**Textauszug**
^^^^

Bern, 28.10.2016 - Grusswort von Bundesrätin Simonetta Sommaruga anlässlich der Vernissage zur Ausstellung "FLUCHT" im Landesmuseum in Zürich. Es gilt das gesprochene Wort.

Flüchtlinge einst und heute

Geschätzte Gäste, Liebe Ausstellungsmacherinnen und -macher

Nicht weit von hier entfernt, im Hauptbahnhof Zürich, sind vor 60 Jahren Sonderzüge mit Flüchtlingen eingefahren. Die Flüchtlinge stammten aus Ungarn, und ihr Schicksal hat hierzulande eine Generation bewegt. Schweizerinnen und Schweizer haben Kleider gesammelt, sie haben Unterkünfte organisiert, und sie haben gespendet. Während einer Schweigeminute stand das ganze Land still.

Das war 1956, als Truppen der Sowjetunion in Budapest einmarschiert sind.
In den Nachrichten hiess es damals, die Flüchtlinge seien der Hölle entronnen.

Heute ist die Hölle anderswo, in Aleppo zum Beispiel, auf Flüchtlingsbooten im Mittelmeer, oder im Süd-Sudan.

Und wir alle sind Zeugen. Wir sehen das Elend im Fernsehen, wir hören im Radio von den Ertrunkenen, und wir lesen in der Zeitung von der Zerstörung und den Toten.

Und doch kommt es vor, dass wir seltsam unberührt bleiben, wenn die Medien tagtäglich aus den Krisengebieten berichten.

Es ist doch so: Viele von uns weinen, wenn sie am Fernsehen Xavier Kollers "Reise der Hoffnung" schauen. Und sie schalten um, wenn die Nachrichten Bilder von ertrinkenden Flüchtlingen zeigen.

Metaphern und Zahlen

Wie weit weg das Schicksal der Flüchtlinge für uns teilweise ist, zeigt sich auch in der Sprache. Wir schreiben von Migrantenströmen, die Europa heimsuchen. Wir lesen von einer Flüchtlingswelle, die über uns hereinbricht. Wir machen die Flüchtlinge so zu Naturgewalten.

Gleichzeitig lassen wir persönliche Schicksale hinter Zahlen und Statistiken verschwinden. Wie viele Flüchtlinge sind ertrunken? Wie viele schaffen es bis zu uns? Und wie viele haben wir schon wieder zurückgeschafft?

^^^^

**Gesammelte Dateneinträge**
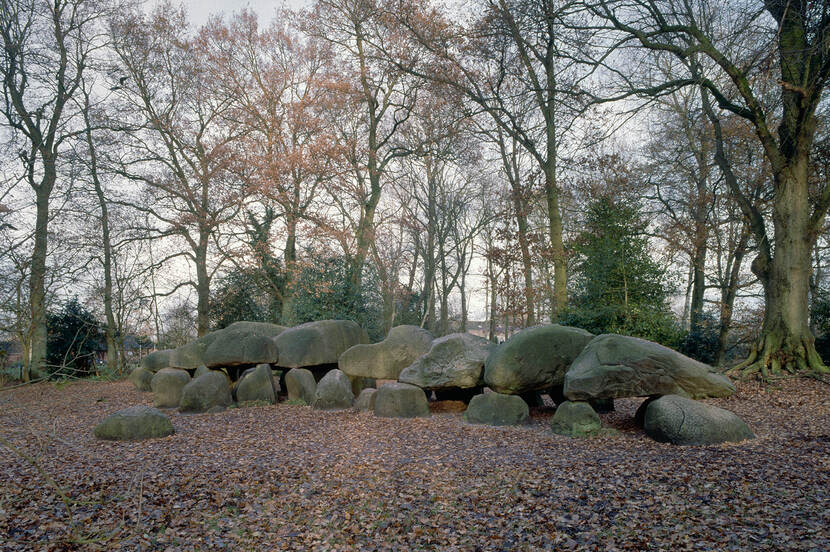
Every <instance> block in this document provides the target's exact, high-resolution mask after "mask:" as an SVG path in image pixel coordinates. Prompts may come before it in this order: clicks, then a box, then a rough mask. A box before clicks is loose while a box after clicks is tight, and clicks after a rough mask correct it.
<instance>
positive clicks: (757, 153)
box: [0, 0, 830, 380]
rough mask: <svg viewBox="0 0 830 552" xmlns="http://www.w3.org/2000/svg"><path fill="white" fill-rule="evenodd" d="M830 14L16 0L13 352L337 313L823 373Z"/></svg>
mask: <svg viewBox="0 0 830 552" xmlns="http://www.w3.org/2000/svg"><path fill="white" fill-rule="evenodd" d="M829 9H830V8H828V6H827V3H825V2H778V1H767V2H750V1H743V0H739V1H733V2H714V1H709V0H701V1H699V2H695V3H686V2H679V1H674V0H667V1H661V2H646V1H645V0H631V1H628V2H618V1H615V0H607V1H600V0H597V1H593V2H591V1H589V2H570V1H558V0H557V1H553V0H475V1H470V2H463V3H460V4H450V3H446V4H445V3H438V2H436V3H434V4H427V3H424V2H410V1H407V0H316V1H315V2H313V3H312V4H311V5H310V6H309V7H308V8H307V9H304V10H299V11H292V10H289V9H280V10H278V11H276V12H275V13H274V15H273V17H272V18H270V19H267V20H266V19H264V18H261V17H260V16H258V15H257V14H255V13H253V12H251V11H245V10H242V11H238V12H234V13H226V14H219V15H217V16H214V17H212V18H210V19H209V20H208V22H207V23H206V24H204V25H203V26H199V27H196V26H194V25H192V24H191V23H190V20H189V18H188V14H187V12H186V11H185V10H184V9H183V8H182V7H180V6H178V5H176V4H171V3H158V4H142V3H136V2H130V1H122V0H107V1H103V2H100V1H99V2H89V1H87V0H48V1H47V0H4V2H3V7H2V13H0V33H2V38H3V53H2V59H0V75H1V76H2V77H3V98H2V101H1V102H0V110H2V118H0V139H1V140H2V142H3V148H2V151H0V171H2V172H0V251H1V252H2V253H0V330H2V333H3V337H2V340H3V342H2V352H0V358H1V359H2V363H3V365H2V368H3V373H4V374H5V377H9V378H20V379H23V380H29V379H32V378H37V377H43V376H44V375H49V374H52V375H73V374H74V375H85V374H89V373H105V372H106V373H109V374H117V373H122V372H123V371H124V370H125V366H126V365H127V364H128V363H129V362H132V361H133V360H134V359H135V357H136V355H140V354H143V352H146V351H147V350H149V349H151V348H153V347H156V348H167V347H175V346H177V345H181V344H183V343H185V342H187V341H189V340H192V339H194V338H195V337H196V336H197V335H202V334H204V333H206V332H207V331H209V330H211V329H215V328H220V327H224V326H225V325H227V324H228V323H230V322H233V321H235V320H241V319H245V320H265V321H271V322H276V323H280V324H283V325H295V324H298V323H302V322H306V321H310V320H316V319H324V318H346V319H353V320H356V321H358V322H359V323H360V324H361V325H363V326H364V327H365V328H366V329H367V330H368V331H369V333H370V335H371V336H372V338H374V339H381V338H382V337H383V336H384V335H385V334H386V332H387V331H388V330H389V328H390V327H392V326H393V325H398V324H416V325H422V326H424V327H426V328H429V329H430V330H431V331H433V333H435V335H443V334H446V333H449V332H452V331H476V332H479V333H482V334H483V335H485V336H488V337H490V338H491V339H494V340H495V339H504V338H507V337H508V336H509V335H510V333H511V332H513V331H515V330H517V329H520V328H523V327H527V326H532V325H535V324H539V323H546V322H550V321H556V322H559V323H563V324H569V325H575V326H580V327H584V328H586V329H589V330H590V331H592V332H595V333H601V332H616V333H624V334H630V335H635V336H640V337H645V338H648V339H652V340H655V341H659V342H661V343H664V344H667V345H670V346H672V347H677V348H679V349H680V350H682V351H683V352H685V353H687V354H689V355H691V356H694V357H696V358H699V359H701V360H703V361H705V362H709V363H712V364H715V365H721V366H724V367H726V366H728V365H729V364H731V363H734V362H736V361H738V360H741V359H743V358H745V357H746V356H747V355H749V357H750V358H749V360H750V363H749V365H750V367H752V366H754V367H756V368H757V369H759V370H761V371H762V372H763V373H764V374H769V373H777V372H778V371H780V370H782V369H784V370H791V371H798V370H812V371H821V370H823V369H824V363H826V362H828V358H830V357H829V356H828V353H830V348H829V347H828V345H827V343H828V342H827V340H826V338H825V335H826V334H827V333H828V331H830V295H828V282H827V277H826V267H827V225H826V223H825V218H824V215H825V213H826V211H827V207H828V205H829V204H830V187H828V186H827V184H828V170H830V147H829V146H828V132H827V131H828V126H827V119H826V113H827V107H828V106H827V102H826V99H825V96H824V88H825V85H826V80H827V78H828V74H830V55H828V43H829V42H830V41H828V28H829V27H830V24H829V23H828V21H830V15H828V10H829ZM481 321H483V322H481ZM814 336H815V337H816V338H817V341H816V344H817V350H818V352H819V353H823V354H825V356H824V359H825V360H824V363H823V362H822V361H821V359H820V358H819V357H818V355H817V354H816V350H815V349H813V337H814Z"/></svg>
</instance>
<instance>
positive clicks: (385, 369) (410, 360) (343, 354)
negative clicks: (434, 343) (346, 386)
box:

^^^^

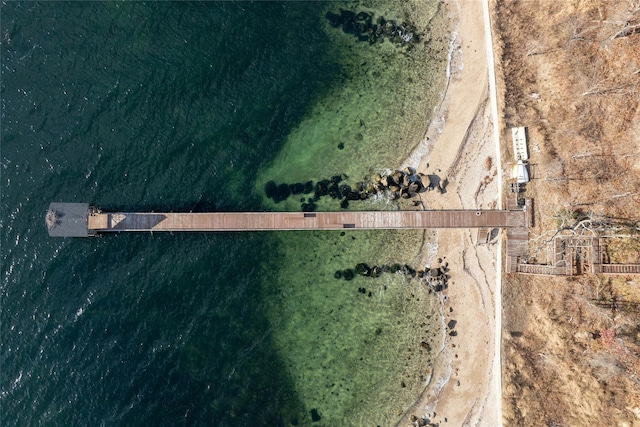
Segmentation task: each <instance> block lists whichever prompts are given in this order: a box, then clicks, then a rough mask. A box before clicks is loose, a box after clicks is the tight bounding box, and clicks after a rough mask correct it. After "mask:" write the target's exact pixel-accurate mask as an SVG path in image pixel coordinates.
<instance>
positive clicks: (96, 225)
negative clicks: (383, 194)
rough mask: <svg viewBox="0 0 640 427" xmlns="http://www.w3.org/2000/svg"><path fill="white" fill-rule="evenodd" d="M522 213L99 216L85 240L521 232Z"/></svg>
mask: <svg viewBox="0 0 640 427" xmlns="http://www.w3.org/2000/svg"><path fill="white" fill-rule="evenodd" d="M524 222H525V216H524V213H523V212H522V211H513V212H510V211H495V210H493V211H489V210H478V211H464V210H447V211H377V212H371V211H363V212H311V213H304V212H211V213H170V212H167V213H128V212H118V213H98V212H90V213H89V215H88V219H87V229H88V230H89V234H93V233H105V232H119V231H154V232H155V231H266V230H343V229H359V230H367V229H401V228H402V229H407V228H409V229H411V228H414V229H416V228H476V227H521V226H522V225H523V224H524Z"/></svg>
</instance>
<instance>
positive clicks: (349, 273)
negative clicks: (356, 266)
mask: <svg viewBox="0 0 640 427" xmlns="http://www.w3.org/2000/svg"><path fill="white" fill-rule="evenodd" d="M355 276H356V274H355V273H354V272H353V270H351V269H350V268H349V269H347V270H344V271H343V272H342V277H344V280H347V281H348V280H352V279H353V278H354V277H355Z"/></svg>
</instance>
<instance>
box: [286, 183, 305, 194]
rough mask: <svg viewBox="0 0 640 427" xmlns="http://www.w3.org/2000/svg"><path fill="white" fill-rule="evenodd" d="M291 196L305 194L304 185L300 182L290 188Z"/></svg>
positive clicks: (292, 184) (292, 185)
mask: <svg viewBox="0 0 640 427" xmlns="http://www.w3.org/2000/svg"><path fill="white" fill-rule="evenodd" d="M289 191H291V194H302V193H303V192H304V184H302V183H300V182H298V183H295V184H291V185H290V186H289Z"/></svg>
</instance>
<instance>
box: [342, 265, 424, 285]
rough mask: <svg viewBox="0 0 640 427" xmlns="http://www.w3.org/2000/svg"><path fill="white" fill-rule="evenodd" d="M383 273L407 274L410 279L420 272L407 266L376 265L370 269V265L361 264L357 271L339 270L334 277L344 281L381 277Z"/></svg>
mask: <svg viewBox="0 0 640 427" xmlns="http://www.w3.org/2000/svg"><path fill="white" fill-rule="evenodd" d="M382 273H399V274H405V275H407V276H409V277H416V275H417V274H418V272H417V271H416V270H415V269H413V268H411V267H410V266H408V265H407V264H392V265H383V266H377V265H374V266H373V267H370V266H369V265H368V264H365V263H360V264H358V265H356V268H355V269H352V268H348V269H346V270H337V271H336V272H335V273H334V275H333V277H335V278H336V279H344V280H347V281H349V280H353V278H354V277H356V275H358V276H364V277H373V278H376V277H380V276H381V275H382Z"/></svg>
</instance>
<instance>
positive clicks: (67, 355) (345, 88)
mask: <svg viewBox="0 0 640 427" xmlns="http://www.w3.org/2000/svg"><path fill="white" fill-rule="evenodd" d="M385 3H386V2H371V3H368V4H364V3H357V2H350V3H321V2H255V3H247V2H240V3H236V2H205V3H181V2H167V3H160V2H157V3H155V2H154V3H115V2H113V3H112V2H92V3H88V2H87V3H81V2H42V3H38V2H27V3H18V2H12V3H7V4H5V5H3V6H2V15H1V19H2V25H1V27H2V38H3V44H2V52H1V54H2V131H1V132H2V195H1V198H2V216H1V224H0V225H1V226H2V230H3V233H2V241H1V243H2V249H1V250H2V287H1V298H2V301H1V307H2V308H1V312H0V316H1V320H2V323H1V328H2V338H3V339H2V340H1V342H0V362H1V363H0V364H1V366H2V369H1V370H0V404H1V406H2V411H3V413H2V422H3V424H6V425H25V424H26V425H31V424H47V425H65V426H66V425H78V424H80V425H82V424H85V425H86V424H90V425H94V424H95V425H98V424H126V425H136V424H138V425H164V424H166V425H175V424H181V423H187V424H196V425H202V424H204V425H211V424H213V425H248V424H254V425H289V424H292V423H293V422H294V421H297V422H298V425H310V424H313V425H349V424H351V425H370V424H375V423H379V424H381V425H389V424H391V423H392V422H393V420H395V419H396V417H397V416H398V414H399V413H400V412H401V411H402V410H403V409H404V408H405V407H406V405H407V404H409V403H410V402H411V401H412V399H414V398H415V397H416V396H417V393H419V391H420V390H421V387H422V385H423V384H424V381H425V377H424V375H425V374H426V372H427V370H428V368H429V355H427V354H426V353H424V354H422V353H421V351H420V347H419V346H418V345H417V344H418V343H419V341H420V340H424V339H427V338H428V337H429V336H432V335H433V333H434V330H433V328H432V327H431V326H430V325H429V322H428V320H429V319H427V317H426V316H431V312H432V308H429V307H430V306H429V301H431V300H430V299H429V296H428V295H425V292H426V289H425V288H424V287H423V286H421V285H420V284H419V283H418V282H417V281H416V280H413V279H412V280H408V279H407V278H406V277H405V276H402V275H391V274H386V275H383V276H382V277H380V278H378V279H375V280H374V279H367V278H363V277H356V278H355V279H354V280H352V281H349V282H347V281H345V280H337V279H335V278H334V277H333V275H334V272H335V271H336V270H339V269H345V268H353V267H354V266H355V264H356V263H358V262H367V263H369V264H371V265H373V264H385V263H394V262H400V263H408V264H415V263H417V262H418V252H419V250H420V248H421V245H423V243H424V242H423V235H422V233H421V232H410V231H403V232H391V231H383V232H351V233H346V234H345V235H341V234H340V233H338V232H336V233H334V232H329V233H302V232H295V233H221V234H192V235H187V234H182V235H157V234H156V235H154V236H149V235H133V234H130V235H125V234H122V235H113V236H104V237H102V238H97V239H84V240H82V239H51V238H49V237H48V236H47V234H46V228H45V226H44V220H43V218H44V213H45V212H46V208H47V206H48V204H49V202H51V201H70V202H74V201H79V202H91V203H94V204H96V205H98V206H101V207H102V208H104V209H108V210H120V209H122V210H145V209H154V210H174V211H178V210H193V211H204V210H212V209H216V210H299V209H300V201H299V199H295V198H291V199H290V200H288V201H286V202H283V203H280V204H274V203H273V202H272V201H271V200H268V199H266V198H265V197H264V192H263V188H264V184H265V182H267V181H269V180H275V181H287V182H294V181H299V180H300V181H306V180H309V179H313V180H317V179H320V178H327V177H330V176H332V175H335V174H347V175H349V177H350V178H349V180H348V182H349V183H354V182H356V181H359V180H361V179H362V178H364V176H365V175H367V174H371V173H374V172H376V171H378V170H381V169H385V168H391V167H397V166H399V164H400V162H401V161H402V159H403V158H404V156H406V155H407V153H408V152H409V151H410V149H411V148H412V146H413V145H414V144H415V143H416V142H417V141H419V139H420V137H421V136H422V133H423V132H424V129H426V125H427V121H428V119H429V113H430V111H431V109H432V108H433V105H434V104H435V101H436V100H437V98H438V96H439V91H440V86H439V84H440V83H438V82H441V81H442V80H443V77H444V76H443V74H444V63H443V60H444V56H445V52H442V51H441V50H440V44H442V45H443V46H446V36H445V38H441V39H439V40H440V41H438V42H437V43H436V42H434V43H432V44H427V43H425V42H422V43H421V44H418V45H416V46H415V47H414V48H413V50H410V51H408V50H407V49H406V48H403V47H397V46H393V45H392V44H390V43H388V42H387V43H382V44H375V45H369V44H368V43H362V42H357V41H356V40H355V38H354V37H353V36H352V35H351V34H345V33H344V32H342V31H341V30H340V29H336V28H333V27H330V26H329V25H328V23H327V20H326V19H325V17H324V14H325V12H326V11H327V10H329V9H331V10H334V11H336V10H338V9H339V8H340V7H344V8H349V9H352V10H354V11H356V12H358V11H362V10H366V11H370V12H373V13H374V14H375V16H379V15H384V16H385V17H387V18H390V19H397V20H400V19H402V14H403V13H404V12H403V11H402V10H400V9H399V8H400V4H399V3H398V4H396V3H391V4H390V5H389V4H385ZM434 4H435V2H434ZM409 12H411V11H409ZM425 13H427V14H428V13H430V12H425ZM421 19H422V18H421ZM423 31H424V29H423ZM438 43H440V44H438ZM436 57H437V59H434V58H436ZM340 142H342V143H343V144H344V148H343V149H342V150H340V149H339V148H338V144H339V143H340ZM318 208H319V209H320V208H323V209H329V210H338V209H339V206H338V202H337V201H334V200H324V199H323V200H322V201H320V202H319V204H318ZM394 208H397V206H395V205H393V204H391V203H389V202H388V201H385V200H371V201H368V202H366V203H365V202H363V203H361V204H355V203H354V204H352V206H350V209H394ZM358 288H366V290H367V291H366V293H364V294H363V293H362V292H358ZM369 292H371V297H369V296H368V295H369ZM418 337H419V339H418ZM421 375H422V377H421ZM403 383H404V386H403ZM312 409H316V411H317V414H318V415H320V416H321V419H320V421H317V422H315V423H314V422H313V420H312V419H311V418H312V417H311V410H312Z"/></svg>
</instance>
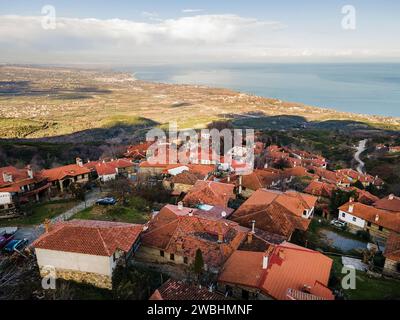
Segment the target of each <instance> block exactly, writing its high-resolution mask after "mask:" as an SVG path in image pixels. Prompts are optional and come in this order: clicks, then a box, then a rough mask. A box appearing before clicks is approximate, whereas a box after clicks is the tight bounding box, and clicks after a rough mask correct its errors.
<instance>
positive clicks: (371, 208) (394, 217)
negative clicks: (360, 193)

^^^^

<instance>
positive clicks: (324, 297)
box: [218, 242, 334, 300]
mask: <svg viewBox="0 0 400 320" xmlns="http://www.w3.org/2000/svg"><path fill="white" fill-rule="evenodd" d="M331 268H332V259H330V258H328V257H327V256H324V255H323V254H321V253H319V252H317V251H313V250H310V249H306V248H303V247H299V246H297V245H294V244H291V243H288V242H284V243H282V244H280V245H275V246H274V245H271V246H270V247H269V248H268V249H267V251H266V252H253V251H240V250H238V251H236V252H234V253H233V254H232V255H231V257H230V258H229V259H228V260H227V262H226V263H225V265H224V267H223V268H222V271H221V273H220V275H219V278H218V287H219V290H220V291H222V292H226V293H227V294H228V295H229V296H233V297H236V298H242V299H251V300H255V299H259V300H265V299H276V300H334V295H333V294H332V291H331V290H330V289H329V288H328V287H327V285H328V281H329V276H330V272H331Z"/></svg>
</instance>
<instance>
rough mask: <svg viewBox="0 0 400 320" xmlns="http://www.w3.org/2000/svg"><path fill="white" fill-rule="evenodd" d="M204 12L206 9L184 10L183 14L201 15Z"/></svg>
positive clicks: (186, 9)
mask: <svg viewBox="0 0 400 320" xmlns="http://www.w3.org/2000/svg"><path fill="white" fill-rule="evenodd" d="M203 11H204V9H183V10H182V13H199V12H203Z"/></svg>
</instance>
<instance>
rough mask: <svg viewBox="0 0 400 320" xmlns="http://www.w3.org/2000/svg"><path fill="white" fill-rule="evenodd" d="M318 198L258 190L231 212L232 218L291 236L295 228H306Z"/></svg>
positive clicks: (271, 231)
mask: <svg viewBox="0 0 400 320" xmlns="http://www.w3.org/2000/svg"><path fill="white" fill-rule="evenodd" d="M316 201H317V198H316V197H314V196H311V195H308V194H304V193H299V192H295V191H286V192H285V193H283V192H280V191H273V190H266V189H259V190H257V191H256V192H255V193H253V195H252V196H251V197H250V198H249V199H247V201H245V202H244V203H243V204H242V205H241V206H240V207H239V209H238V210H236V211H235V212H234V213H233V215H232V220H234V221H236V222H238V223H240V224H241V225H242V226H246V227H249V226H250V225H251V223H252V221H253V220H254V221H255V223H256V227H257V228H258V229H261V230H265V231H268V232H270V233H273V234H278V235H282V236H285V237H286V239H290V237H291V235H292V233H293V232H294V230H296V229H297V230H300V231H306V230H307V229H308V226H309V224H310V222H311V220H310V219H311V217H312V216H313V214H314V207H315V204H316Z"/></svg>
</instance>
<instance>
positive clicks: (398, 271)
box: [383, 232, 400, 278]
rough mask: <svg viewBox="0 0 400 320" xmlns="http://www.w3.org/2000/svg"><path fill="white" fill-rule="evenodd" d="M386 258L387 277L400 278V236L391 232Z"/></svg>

^^^^

**Deine Aufgaben**
a) Aus welchem Land kamen laut der Rede die Flüchtlinge, die vor 60 Jahren mit Sonderzügen im Hauptbahnhof Zürich ankamen?
b) Schreib aus den Einträgen den Abschnitt von der Zeile mit „Every <instance> block“ bis zur Zeile mit „box: [0, 0, 830, 380]“ genau ab, beide Zeilen eingeschlossen.

**Gelöste Aufgaben**
a) Aus Ungarn.

b)
Every <instance> block in this document provides the target's exact, high-resolution mask after "mask:" as an SVG path in image pixel coordinates. Prompts may come before it in this order: clicks, then a box, then a rough mask. A box before clicks is loose while a box after clicks is tight, and clicks after a rough mask correct it.
<instance>
positive clicks: (757, 153)
box: [0, 0, 830, 380]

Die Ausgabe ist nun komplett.